Gestellte Aufgabe a
Gib an, wie viele Zeilen der Datensätze die Zeichenfolge „target“ enthalten, und nenne nur die Zahl. Groß- und Kleinschreibung ist dabei zu beachten.

Seitenauszug

Von Elisabeth Selbert lernen
Eine Kolumne von Doris Gutermuth
Die Statue auf dem Scheidemannplatz – Ort der Ehrung und Verneigung
Der Wunsch vieler engagierter Menschen in Kassel, unsere Ehrenbürgerin Elisabeth Selbert im öffentlichen Raum der Stadt sichtbar werden zu lassen, fand im Mai 2021 in der Skulptur „11 Frauen – 11 Jahrhunderte“ der US-amerikanischen Künstlerin Linda Cunningham am „Platz der 11 Frauen“ im Grünzug Motzberg eine erste Erfüllung. Mit der Statue der Kasseler Bildhauerin Karin Bormann-Roth ist Elisabeth Selbert auf Initiative der Frauen des gleichnamigen Soroptimist-International-Club Kassel wenige Monate später in der Mitte der Stadt angekommen.

Gestellte Aufgabe b
Gib den Abschnitt der Kolumne über Elisabeth Selbert wörtlich wieder, beginnend bei „Von Elisabeth Selbert“ und endend bei „der Stadt angekommen.“.

Vorliegende Datensätze
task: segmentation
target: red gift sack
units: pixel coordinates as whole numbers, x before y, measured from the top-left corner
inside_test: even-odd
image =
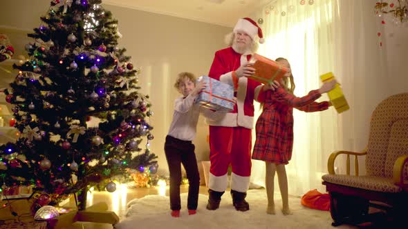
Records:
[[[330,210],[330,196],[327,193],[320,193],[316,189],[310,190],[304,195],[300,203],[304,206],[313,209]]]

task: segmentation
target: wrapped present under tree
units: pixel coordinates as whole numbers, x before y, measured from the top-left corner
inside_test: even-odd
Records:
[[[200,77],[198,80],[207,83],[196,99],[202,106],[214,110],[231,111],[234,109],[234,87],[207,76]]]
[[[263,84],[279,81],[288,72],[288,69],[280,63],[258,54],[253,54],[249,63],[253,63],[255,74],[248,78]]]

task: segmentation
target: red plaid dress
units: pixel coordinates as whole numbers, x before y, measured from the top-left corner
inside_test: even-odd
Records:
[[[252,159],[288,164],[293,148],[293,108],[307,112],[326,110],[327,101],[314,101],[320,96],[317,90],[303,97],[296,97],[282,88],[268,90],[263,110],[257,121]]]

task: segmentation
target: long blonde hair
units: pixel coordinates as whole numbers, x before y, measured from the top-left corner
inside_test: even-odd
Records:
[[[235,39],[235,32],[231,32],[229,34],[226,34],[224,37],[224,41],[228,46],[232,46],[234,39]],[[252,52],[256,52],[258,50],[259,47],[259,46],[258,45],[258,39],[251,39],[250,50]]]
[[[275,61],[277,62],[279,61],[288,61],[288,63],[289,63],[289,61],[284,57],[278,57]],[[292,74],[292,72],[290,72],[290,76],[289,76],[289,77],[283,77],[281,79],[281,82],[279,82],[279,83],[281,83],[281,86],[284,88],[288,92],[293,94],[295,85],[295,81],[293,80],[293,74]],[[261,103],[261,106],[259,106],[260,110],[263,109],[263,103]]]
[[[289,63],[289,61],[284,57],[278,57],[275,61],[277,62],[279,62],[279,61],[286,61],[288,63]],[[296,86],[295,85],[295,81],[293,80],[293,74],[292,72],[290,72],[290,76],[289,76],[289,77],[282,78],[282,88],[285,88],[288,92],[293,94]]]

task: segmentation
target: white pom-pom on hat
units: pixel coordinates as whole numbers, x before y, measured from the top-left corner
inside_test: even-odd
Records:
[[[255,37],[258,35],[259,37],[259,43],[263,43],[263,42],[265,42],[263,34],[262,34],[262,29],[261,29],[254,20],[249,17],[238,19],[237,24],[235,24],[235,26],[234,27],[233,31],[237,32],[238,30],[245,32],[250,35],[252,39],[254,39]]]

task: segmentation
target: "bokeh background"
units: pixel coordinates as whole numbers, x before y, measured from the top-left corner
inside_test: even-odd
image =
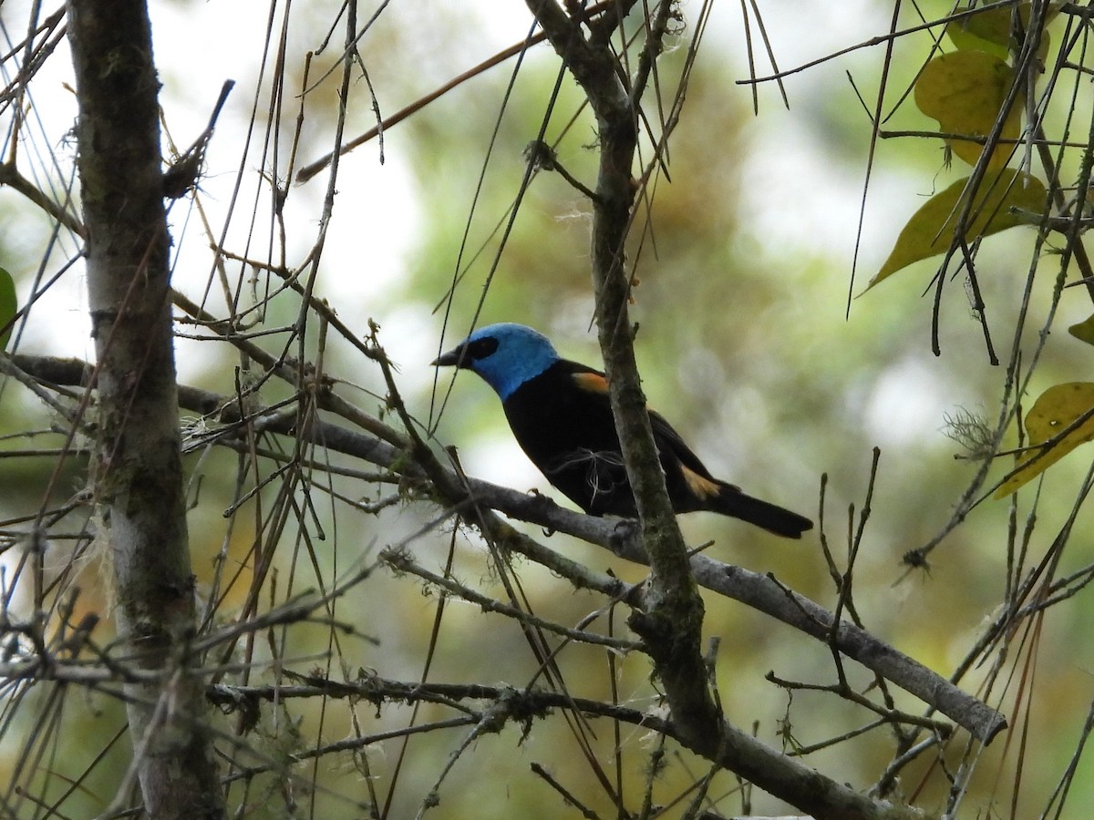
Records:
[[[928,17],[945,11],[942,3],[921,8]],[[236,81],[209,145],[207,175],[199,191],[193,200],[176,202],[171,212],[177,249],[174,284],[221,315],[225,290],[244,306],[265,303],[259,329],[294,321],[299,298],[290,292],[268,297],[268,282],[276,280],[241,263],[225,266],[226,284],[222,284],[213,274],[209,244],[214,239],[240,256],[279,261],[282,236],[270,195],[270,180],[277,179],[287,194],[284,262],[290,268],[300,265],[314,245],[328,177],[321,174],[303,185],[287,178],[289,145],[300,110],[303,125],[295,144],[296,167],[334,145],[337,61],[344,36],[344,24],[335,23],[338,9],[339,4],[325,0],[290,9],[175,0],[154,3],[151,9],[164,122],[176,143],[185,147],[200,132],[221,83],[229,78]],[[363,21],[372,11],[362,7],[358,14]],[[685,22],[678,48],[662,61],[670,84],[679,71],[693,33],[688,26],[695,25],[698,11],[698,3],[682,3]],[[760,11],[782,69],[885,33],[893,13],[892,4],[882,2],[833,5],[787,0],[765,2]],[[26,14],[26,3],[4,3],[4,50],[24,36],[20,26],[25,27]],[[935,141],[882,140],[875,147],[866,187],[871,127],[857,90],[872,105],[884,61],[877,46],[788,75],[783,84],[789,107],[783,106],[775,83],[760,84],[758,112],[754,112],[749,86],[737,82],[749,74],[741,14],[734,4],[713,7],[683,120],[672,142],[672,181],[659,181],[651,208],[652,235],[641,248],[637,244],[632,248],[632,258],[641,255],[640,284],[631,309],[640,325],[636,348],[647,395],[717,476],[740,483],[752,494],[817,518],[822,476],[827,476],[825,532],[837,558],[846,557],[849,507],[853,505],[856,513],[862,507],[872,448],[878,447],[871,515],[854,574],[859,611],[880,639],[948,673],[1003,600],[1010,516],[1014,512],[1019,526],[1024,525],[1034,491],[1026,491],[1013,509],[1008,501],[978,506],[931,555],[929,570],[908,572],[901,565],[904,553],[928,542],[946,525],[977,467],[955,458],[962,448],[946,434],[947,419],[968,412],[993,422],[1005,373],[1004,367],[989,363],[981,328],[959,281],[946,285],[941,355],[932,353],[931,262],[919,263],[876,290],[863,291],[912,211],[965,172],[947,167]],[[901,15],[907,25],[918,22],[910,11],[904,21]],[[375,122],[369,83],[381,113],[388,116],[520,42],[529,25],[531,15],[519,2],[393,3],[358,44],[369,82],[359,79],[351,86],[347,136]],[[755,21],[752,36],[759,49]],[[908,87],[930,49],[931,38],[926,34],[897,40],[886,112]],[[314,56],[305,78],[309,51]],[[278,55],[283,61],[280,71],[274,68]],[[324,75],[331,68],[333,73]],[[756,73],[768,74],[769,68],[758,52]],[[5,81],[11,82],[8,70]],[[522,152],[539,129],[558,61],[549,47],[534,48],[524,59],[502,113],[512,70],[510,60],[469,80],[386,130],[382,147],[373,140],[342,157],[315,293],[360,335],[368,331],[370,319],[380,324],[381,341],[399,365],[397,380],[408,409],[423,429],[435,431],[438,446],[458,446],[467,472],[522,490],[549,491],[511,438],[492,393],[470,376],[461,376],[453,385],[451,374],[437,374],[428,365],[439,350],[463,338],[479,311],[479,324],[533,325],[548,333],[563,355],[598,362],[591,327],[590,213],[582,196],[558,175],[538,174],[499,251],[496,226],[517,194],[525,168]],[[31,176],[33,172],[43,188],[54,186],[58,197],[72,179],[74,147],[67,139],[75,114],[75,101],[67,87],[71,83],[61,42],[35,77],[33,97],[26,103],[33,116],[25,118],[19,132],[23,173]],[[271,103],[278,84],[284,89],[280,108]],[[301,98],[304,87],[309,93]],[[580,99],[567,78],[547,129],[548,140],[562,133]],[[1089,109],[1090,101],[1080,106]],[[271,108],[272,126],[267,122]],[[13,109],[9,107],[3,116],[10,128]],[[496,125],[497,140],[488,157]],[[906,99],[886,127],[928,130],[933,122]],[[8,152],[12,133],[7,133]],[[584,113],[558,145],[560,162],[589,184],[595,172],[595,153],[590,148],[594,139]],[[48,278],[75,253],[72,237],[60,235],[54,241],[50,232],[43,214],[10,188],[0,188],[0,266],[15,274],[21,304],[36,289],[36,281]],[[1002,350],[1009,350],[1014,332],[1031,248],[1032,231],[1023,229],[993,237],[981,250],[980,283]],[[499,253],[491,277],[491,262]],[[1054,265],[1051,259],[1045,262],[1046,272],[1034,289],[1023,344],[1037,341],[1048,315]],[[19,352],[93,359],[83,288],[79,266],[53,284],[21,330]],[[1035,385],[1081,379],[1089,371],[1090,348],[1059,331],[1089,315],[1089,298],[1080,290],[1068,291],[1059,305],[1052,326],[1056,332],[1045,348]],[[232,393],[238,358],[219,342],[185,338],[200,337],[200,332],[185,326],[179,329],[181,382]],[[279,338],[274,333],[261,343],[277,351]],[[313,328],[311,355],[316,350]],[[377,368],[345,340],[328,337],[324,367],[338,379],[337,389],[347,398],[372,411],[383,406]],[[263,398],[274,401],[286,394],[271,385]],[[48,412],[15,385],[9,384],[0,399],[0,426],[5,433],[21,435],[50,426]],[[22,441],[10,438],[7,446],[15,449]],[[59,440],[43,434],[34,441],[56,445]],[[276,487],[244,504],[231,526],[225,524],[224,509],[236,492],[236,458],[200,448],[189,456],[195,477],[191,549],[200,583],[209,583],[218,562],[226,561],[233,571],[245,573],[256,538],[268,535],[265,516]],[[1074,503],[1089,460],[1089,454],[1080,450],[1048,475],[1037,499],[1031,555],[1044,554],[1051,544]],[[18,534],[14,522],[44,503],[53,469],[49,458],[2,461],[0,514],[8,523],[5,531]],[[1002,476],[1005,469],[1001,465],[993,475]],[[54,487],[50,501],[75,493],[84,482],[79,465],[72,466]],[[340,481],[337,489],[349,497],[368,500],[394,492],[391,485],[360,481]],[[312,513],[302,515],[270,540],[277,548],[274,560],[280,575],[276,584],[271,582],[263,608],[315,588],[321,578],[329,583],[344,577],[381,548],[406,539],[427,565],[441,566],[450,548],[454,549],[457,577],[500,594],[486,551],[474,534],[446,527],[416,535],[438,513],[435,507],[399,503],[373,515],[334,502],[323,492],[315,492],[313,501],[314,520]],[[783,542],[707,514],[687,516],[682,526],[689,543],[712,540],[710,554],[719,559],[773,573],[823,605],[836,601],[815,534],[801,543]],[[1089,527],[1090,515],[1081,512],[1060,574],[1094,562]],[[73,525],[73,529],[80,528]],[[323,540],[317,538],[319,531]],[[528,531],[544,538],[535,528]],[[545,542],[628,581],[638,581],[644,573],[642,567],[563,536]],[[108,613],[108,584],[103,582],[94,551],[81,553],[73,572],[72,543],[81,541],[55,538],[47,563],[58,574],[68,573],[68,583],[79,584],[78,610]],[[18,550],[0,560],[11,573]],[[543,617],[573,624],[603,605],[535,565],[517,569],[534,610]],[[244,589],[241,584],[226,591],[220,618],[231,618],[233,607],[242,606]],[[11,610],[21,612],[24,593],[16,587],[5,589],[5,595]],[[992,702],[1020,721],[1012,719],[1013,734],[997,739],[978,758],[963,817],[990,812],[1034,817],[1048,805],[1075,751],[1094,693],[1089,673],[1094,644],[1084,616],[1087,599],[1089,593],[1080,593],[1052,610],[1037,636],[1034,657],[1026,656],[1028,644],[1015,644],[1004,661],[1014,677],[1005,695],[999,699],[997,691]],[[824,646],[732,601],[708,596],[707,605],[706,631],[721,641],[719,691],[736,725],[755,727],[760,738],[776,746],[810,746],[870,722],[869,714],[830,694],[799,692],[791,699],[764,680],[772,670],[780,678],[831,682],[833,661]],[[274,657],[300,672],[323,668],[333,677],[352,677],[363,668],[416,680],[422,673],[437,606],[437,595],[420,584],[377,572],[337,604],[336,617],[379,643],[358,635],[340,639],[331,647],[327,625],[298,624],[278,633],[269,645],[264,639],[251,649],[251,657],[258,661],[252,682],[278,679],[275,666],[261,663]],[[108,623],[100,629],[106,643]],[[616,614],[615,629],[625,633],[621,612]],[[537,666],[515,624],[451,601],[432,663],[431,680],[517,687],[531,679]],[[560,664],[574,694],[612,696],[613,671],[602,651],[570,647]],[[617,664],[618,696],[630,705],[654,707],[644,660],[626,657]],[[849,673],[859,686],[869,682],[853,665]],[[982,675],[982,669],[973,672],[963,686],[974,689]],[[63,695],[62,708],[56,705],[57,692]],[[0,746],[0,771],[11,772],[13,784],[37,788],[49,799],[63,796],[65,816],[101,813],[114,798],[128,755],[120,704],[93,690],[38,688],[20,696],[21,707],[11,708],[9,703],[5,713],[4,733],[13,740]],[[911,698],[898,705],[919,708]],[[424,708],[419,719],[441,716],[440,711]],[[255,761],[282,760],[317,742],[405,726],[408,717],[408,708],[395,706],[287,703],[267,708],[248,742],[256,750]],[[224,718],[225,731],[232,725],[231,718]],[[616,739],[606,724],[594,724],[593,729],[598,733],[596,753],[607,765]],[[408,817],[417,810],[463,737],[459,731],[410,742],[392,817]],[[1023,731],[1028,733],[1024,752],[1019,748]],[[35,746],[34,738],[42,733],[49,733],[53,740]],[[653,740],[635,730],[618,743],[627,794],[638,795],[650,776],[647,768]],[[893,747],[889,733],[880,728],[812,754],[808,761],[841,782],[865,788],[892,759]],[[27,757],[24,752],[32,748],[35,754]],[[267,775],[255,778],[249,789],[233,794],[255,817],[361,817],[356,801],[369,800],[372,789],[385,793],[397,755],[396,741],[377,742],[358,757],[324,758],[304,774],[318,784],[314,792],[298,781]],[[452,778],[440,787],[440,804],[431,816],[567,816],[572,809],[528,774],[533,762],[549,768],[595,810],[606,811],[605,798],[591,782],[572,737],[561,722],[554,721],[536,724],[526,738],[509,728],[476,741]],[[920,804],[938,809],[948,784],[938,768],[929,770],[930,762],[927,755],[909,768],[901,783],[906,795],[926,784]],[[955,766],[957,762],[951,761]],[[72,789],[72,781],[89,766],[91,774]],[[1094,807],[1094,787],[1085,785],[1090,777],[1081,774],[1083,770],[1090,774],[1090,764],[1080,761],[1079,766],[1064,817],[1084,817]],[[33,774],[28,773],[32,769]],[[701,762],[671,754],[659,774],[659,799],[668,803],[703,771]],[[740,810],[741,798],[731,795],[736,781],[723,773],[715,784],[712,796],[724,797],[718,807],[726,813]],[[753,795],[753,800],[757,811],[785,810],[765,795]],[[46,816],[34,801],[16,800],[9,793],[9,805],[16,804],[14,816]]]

--

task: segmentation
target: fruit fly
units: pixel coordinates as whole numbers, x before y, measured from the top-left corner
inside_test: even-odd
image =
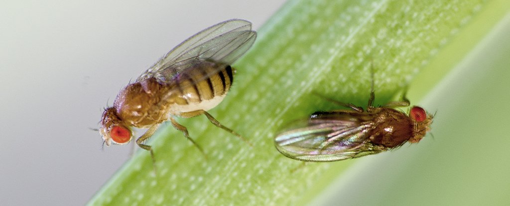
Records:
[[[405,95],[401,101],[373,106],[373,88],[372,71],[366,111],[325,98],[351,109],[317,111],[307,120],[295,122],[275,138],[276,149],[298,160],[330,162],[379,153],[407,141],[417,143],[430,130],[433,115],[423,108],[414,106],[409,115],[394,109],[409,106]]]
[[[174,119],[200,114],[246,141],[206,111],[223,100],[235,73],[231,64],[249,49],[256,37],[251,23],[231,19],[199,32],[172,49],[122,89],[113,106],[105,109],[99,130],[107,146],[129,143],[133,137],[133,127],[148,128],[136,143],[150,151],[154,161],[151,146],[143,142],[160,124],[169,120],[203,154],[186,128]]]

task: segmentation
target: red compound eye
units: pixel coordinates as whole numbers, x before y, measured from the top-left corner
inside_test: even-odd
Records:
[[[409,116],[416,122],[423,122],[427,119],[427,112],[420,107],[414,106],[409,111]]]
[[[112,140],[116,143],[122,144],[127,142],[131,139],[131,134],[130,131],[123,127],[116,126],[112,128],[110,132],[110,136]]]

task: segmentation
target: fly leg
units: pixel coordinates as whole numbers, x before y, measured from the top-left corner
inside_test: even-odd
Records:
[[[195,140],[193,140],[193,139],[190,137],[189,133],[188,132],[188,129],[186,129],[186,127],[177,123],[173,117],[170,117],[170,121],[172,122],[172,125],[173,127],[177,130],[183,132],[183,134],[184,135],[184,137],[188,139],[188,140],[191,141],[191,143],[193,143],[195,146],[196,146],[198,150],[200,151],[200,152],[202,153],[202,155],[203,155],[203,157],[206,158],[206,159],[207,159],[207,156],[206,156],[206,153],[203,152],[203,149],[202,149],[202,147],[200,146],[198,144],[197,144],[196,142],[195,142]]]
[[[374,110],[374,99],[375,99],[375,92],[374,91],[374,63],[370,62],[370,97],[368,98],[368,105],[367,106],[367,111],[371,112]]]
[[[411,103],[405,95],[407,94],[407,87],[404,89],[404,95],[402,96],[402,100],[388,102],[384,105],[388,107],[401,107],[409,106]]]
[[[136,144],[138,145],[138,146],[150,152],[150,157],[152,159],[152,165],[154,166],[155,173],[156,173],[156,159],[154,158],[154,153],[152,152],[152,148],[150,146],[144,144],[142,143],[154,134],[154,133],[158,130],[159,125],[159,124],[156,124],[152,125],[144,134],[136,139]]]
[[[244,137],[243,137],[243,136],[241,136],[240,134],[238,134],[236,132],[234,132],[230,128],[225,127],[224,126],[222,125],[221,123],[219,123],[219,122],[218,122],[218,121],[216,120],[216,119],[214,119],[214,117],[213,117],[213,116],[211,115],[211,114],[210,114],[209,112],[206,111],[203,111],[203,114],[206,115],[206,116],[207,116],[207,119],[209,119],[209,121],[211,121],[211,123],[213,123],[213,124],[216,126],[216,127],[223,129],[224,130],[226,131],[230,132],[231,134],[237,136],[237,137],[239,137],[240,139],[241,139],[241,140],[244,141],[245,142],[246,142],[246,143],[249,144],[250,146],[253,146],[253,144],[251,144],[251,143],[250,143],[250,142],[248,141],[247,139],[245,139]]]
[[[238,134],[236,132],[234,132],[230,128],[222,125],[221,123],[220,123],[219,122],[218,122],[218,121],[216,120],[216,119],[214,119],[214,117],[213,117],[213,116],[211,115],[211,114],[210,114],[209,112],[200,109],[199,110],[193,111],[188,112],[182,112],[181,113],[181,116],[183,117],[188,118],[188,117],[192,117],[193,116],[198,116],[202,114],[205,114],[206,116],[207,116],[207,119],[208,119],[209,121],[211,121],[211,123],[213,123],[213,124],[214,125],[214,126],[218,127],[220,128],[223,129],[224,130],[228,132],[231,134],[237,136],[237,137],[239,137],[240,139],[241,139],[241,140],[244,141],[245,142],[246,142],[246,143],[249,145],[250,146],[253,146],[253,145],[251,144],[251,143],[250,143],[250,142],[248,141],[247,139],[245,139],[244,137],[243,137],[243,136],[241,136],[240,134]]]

Vollständige Antwort a
9

Vollständige Antwort b
Von Elisabeth Selbert lernen
Eine Kolumne von Doris Gutermuth
Die Statue auf dem Scheidemannplatz – Ort der Ehrung und Verneigung
Der Wunsch vieler engagierter Menschen in Kassel, unsere Ehrenbürgerin Elisabeth Selbert im öffentlichen Raum der Stadt sichtbar werden zu lassen, fand im Mai 2021 in der Skulptur „11 Frauen – 11 Jahrhunderte“ der US-amerikanischen Künstlerin Linda Cunningham am „Platz der 11 Frauen“ im Grünzug Motzberg eine erste Erfüllung. Mit der Statue der Kasseler Bildhauerin Karin Bormann-Roth ist Elisabeth Selbert auf Initiative der Frauen des gleichnamigen Soroptimist-International-Club Kassel wenige Monate später in der Mitte der Stadt angekommen.